WHAT THE TASK ASKS:
Copy exactly the lines from the one containing "Each instance receives one keypoint. Mark the green shrub" through the last line of the records, both included, and nothing more.

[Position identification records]
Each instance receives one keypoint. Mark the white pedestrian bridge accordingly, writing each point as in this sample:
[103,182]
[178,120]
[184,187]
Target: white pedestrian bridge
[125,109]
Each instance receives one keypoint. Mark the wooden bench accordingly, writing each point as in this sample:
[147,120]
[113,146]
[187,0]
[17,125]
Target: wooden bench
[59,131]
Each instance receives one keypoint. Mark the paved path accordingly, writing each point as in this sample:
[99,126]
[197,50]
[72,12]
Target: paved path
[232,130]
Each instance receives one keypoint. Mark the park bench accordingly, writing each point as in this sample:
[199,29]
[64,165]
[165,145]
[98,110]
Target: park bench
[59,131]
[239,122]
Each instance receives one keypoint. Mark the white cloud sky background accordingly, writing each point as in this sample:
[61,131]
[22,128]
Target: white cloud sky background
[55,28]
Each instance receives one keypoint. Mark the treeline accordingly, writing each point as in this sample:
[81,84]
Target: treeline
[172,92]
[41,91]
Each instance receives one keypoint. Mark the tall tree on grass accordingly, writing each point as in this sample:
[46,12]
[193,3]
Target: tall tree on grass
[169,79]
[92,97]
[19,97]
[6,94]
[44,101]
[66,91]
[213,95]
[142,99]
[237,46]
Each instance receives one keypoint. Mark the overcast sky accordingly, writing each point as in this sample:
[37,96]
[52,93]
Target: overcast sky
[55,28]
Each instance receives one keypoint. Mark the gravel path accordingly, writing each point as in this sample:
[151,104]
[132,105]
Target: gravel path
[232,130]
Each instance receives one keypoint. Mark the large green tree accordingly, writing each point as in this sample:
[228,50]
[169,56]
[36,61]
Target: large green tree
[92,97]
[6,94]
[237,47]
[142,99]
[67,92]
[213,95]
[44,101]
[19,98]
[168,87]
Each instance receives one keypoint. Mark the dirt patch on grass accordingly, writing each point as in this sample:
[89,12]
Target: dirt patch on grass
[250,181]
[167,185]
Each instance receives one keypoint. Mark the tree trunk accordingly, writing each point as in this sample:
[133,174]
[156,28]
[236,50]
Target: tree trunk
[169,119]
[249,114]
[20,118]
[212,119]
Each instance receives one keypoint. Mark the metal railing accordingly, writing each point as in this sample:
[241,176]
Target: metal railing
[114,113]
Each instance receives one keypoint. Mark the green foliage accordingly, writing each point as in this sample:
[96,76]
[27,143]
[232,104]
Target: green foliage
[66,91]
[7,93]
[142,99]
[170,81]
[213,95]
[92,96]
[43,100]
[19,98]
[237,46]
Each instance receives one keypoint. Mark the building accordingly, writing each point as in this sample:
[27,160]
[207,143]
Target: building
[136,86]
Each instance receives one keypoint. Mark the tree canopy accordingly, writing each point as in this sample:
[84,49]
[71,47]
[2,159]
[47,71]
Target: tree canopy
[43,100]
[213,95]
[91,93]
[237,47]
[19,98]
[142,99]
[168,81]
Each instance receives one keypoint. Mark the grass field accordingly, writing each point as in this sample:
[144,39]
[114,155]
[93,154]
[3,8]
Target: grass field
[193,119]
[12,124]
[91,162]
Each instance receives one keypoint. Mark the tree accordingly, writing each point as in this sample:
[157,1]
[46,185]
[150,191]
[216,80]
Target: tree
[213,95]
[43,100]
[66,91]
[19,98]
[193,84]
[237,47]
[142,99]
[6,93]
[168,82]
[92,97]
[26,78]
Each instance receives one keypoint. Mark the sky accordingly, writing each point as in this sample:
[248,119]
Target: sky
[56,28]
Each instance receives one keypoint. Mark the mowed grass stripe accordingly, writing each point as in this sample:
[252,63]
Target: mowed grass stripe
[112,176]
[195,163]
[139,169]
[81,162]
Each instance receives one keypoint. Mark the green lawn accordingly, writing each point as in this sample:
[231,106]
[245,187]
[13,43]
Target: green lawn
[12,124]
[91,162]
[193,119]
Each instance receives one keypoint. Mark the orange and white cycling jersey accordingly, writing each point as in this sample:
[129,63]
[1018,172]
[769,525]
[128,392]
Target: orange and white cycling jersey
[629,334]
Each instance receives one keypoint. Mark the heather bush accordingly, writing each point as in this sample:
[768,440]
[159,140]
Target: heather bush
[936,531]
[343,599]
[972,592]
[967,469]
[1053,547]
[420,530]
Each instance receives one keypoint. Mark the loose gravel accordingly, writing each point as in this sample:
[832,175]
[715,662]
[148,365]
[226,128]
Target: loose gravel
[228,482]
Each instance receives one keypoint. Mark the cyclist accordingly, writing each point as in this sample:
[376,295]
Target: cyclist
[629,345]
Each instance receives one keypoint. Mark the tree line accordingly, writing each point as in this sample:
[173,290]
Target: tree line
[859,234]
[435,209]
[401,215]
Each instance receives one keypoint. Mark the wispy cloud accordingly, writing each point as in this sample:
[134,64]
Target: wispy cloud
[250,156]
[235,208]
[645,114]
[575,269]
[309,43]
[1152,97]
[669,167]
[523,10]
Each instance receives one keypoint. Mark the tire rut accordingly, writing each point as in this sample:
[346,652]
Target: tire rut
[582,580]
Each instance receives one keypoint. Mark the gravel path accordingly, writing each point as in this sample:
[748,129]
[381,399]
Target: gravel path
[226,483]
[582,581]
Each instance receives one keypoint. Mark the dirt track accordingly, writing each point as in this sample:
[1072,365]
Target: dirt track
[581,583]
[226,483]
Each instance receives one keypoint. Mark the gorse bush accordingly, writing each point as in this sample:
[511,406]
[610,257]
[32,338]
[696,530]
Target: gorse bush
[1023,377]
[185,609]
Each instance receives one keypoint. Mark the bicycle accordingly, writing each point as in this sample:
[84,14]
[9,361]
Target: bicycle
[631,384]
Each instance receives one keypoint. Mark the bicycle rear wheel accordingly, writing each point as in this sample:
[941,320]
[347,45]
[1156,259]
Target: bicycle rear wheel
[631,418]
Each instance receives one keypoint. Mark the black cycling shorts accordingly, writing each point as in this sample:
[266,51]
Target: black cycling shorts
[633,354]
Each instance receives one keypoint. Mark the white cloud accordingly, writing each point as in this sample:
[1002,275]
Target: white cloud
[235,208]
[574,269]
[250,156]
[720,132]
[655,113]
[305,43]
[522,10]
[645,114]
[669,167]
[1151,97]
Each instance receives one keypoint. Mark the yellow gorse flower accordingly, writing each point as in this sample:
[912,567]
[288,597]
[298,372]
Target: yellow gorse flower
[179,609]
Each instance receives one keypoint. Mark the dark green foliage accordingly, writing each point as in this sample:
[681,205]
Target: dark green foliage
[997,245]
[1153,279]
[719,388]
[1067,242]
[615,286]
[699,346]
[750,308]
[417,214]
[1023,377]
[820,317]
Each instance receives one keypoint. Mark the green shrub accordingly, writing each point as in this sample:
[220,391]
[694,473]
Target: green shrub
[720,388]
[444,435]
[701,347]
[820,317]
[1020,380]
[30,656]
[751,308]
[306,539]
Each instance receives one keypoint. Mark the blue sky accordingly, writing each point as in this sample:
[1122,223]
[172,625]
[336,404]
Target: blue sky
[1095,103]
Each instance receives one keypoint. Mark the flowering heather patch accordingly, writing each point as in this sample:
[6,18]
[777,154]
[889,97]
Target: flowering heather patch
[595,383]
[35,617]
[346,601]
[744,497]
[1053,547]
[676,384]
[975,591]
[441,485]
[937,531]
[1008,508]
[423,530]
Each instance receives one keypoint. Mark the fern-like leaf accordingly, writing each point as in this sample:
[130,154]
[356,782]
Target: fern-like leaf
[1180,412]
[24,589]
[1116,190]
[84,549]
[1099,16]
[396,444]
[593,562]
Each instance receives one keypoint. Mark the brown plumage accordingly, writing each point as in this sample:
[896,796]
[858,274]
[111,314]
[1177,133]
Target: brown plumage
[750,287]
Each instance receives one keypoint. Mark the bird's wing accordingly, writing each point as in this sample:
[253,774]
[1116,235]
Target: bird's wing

ANSWER BELOW:
Each instance receives one keypoint. Mark the green shrub accordingly, writing each point as in this sample:
[220,391]
[694,473]
Target: green shrub
[720,388]
[444,435]
[701,347]
[820,317]
[1020,380]
[30,656]
[751,308]
[306,539]
Each instance receives one keypoint. Mark the blue sky accordingly, writing each point as in this sample:
[1122,223]
[172,625]
[336,404]
Target: blue sky
[1095,103]
Each instance receives one keypoint. Mark the flowering heather patch accordingly, writing each point as in this sample:
[6,18]
[777,154]
[889,97]
Target: flowering heather patch
[595,383]
[35,617]
[346,601]
[744,497]
[1053,547]
[676,384]
[975,591]
[441,485]
[937,531]
[1008,508]
[423,530]
Each instance receives one keypoint. Mark the fern-like leaf accordingly, writing each point as in this sample:
[130,154]
[356,782]
Target: fern-like leaf
[1180,412]
[24,589]
[1116,190]
[84,549]
[1099,16]
[396,444]
[593,562]
Each instance receives one keypoint. Mark the brown plumage accordingly, writing each point as in this sample:
[896,796]
[858,274]
[111,314]
[1177,133]
Target: brown plumage
[750,287]
Each instance receives one keypoint. Mark the bird's wing accordingly, writing each point as in this sample:
[253,774]
[1116,235]
Target: bird's wing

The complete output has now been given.